• [Excerpt provided]:
◇ ◇ ◇
An experimental tablet treatment for child diabetes, where youngsters have traditionally had to inject themselves with sugar controlling insulin, could end up eradicating the disease altogether, according to the scientist leading the European NAIMIT project.
In the lab of the Department of Experimental Medicine based at the University of Leuven, Belgium, directed by Professor Chantal Mathieu, coordinator of the Naimit project. © Lut Overbergh

‘We will see the day in the not-too-distant future when we’ll eradicate the disease completely,’ said Professor Chantal Mathieu, based at the University of Leuven in Belgium.

The treatment was originally devised as a way to control the progression of the disease without using injections.

Type-1 diabetes, traditionally termed ‘juvenile diabetes’ because a majority of cases were in children, also affects adults and usually requires that the sufferer injects themselves with insulin several times each day as their body often stops being able to produce the blood sugar controlling hormone.
◇ ◇ ◇
• [Data for review]:
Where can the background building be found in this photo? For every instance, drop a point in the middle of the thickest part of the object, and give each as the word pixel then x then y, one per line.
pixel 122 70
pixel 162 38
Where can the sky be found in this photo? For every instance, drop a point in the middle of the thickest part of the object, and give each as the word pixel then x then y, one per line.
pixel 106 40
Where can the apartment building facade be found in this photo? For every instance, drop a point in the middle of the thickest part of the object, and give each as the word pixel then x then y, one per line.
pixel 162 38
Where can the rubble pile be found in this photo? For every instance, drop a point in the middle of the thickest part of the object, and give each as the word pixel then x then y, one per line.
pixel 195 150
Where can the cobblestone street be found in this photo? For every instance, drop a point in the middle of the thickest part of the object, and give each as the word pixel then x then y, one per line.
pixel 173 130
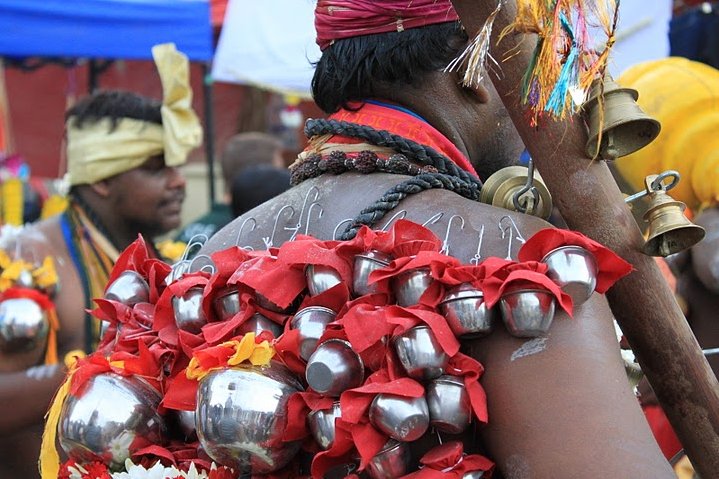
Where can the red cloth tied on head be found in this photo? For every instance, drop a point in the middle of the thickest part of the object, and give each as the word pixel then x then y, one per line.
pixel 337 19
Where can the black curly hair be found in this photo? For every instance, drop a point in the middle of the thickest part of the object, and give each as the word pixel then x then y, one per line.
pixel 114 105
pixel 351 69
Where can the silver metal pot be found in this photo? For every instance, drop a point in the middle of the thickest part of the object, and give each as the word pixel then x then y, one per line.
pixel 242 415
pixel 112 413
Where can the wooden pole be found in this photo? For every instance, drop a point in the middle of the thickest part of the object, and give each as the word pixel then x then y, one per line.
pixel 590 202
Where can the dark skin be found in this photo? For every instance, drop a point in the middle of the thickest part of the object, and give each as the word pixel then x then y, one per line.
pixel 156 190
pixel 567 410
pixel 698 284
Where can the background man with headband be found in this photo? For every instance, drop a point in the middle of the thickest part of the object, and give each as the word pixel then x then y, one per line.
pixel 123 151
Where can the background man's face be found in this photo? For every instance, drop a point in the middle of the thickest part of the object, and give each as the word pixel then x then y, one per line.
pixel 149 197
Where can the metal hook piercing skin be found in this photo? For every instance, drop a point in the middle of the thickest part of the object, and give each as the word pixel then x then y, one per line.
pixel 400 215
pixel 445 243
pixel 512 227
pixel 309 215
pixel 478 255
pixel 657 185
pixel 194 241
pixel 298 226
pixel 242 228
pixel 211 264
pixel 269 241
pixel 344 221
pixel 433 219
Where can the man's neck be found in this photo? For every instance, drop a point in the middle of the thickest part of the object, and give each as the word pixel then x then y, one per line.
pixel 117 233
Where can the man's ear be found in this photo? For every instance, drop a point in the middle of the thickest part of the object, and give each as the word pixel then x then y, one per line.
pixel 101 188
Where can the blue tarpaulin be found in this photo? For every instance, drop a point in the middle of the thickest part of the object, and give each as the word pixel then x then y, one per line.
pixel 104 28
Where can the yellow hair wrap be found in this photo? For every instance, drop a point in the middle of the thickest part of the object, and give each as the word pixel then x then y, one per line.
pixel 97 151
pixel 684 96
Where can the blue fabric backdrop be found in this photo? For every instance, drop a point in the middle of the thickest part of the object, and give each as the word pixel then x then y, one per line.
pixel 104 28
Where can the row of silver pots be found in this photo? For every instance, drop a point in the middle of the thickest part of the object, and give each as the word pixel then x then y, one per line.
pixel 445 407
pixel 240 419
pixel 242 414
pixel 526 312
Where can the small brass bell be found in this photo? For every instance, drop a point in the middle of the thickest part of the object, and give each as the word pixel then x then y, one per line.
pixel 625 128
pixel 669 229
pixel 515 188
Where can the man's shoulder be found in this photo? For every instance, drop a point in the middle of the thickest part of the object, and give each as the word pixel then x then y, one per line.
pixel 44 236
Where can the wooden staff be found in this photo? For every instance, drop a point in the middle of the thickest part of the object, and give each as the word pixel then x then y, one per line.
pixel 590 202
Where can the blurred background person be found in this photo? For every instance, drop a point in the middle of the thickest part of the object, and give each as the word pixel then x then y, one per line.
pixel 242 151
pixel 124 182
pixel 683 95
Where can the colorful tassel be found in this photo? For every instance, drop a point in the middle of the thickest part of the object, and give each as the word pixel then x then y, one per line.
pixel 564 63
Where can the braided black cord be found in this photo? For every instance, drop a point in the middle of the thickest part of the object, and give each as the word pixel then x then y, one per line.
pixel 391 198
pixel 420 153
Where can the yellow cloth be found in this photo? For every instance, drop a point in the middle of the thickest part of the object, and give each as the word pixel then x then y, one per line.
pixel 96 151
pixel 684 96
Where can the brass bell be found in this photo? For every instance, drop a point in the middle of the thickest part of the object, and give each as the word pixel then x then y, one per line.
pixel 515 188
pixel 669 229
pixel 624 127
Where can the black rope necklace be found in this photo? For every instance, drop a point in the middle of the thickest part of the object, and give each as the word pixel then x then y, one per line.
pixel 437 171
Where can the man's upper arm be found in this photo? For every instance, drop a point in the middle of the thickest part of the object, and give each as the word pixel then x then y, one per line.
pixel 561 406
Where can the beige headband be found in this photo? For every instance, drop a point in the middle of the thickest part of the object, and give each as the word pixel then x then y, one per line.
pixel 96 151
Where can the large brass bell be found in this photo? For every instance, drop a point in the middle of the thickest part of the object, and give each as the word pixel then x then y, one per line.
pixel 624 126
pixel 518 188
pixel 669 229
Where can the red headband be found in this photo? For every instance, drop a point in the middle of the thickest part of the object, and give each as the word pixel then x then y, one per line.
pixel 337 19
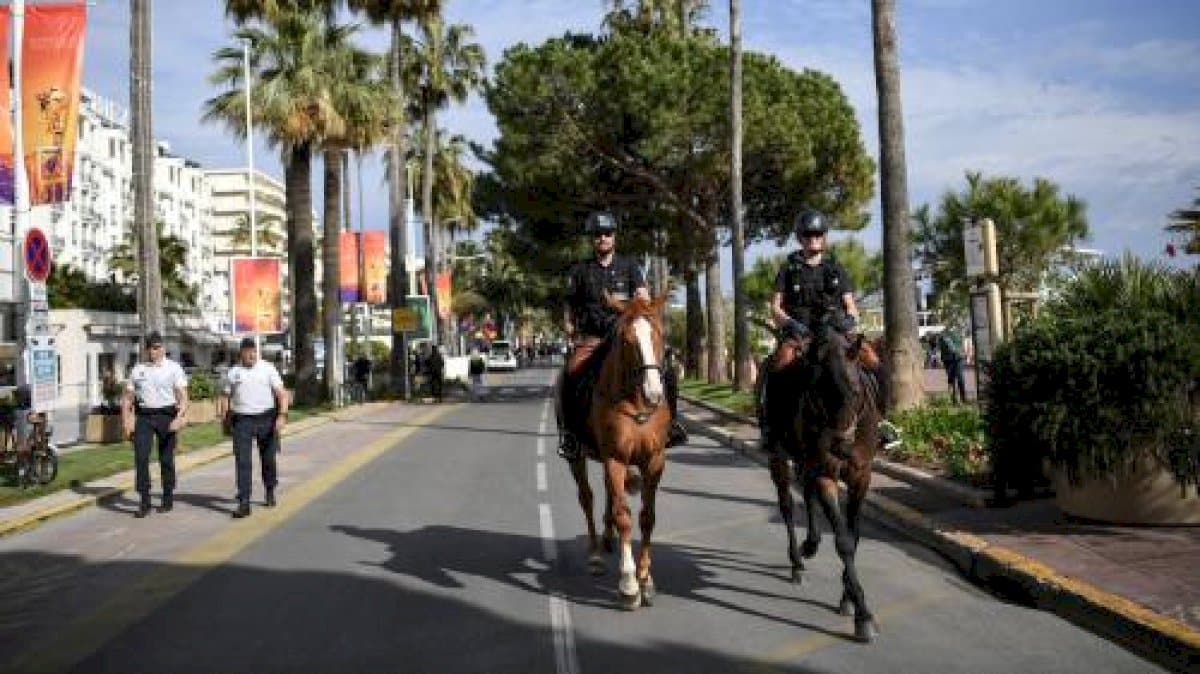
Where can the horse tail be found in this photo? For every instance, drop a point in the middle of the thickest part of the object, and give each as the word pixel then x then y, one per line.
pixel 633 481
◇ ◇ ◇
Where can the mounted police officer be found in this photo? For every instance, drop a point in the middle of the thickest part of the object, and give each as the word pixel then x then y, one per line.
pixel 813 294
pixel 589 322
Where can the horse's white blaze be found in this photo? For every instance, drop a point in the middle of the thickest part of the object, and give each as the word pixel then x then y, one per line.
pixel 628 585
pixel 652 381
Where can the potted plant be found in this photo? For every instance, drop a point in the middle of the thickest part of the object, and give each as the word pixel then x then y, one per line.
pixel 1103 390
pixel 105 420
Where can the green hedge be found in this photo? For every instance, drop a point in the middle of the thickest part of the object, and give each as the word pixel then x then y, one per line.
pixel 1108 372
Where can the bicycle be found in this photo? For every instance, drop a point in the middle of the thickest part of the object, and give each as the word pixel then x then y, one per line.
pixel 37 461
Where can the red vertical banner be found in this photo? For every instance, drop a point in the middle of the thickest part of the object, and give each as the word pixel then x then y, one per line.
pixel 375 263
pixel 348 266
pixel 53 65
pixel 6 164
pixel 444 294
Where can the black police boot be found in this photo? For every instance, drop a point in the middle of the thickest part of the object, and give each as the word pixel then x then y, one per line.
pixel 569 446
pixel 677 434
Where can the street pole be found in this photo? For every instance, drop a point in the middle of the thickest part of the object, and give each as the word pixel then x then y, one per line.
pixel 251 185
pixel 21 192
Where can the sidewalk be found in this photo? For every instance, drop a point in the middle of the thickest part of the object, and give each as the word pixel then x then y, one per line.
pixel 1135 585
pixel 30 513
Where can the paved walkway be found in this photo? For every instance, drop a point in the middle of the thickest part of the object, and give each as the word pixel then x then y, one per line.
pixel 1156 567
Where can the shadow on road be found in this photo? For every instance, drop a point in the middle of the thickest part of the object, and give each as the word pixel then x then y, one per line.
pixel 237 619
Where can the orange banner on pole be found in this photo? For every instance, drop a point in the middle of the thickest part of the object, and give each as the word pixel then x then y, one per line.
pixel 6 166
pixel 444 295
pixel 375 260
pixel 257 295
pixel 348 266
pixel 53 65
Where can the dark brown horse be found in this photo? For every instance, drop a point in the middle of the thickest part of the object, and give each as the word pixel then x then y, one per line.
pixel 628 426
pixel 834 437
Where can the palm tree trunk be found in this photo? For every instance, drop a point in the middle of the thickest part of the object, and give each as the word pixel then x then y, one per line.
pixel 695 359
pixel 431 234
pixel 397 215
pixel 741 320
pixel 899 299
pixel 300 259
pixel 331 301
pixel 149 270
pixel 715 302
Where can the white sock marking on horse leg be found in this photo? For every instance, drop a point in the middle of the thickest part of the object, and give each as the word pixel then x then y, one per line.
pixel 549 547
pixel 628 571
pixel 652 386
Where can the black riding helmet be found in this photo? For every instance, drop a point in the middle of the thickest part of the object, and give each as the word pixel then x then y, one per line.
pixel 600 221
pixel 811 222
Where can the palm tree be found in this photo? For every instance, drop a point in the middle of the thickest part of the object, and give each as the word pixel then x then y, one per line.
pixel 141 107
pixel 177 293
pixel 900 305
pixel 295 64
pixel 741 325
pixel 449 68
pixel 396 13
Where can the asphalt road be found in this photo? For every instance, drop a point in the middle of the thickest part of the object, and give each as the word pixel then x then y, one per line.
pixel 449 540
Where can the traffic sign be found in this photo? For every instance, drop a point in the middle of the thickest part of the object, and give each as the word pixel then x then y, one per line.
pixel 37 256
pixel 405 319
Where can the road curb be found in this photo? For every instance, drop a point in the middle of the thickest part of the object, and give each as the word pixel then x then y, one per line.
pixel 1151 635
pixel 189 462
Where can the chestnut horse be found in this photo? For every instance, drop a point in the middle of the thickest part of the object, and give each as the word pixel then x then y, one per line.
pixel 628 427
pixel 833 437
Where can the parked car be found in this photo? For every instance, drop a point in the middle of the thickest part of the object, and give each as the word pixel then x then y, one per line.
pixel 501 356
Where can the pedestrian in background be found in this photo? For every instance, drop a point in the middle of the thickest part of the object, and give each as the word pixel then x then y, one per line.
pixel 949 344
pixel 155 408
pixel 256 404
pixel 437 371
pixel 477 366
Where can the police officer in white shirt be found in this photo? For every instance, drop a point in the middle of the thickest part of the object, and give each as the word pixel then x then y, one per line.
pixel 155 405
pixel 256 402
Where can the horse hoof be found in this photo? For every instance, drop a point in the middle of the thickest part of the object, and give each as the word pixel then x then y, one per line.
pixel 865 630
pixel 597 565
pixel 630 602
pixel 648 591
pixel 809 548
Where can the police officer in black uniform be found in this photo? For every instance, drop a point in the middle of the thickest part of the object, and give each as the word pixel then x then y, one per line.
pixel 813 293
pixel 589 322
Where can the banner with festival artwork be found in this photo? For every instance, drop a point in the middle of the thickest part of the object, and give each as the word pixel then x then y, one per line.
◇ ◇ ◇
• [Activity 1]:
Answer these questions about the diabetes treatment text, one line each:
(a) Where is Professor Chantal Mathieu based?
(b) What was the treatment originally devised as?
(c) Why was type-1 diabetes traditionally termed 'juvenile diabetes'?
• [Activity 2]:
Rewrite the diabetes treatment text from "An experimental tablet" up to and including "Leuven in Belgium.", swapping "tablet" for "pill".
• [Activity 3]:
Carry the text about the experimental diabetes treatment forward from its last sentence.

• [Expected output 1]:
(a) At the University of Leuven in Belgium.
(b) A way to control the progression of the disease without using injections.
(c) Because a majority of cases were in children.

• [Expected output 2]:
An experimental pill treatment for child diabetes, where youngsters have traditionally had to inject themselves with sugar controlling insulin, could end up eradicating the disease altogether, according to the scientist leading the European NAIMIT project.
In the lab of the Department of Experimental Medicine based at the University of Leuven, Belgium, directed by Professor Chantal Mathieu, coordinator of the Naimit project. © Lut Overbergh

‘We will see the day in the not-too-distant future when we’ll eradicate the disease completely,’ said Professor Chantal Mathieu, based at the University of Leuven in Belgium.

• [Expected output 3]:
So far, the new treatment has been tested on mice, but Prof. Mathieu believes it will soon start benefiting youngsters.

‘The first tests on humans will start very shortly,’ she said.

Type-1 diabetes affects about two million people in the European Union and it is growing at a rate of about 3 % per year. It is often caused by genetic susceptibility, unlike the most common form of the disease, known as Type-2 diabetes, which can results from a lifestyle of unhealthy food and lack of exercise.